- _What you are asked to do_
Print the listing as it stands, omitting all images.

- _Supplied material_
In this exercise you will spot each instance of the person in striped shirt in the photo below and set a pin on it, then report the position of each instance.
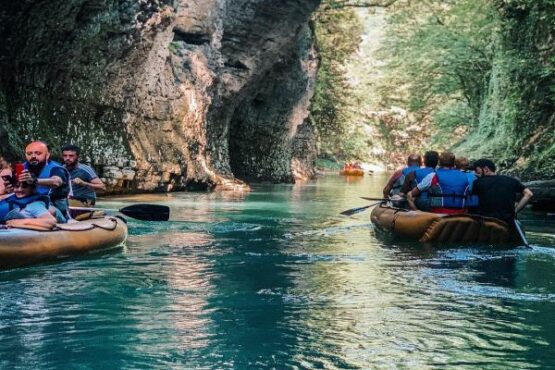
(84, 181)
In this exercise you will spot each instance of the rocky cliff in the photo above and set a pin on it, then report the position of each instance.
(162, 94)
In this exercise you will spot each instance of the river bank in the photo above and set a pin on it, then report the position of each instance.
(275, 278)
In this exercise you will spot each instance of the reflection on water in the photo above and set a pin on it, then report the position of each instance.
(277, 278)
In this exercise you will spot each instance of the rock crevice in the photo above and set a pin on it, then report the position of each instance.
(162, 94)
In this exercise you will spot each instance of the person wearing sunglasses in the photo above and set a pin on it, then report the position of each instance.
(25, 207)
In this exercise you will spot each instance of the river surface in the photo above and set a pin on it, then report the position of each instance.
(276, 278)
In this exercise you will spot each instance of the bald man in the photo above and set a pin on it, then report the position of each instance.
(50, 177)
(396, 180)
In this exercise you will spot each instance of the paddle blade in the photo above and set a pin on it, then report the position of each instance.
(380, 199)
(521, 233)
(147, 212)
(353, 211)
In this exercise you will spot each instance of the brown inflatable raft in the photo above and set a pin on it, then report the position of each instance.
(432, 227)
(20, 247)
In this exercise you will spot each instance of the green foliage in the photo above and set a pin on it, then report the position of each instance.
(439, 55)
(337, 36)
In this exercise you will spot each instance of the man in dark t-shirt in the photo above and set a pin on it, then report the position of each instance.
(83, 178)
(497, 194)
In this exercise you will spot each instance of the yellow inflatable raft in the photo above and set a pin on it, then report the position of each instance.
(20, 247)
(352, 172)
(432, 227)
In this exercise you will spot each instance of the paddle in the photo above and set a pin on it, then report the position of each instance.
(353, 211)
(143, 212)
(380, 199)
(521, 233)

- _Response_
In this exercise you will spot each instance of the person in striped shirt in the photo below and set a pin on it, then report the position of each instance.
(84, 181)
In this exercise you will spot each instance of the rocky cliff in the photo above and set a pin on it, then report the position of each instance.
(162, 94)
In this exercise you will spot each instance of the river bank in the photo above and set a pin on it, then report the position of each instance.
(275, 278)
In this exercise you will spot each instance of the reflection on water in the photo above and set a pin on it, then report the position of each instance.
(277, 278)
In this exercise you will spot each instance of the rock crevice in the photo above and set a pin on it, then report the position of each instance.
(162, 94)
In this exercise you will spot each instance of the person wearing sunglasses in the photo above and set a pin on it, then report the position of each instance.
(25, 207)
In this exercise you will spot each instance of the river surface in the photo above and set a pin on it, then report the position of each instance.
(276, 278)
In this exercise you will spot each instance of the bald man in the photo above and set a pin on it, then report the position of each instance.
(50, 177)
(396, 180)
In this exercise you will spot each instance of the paddle blade in the photo above and set a pin on it, then report the position of each instance.
(380, 199)
(521, 233)
(147, 212)
(353, 211)
In this exercise you will spot each instance of the brown inflatable raft in the photo above and set a pin on it, then report the position of each instance.
(432, 227)
(20, 247)
In this exercise you will spot each instance of the green foliage in the photo above and set a pin on it, then report the position of each instance.
(439, 55)
(337, 36)
In this exercise you will spot each instance of the man in dark t-shirt in the photo above and set a pin on it, then report the position of each instance.
(83, 178)
(497, 194)
In this exercise you will spot each instance of the yellow inflatable raft in the photo above and set a pin on it, then report the position of each instance.
(20, 247)
(352, 172)
(432, 227)
In this exercise you will spot each instance of the paddle in the photo above and set a pin on it, then report the position of each instance.
(353, 211)
(143, 212)
(380, 199)
(521, 233)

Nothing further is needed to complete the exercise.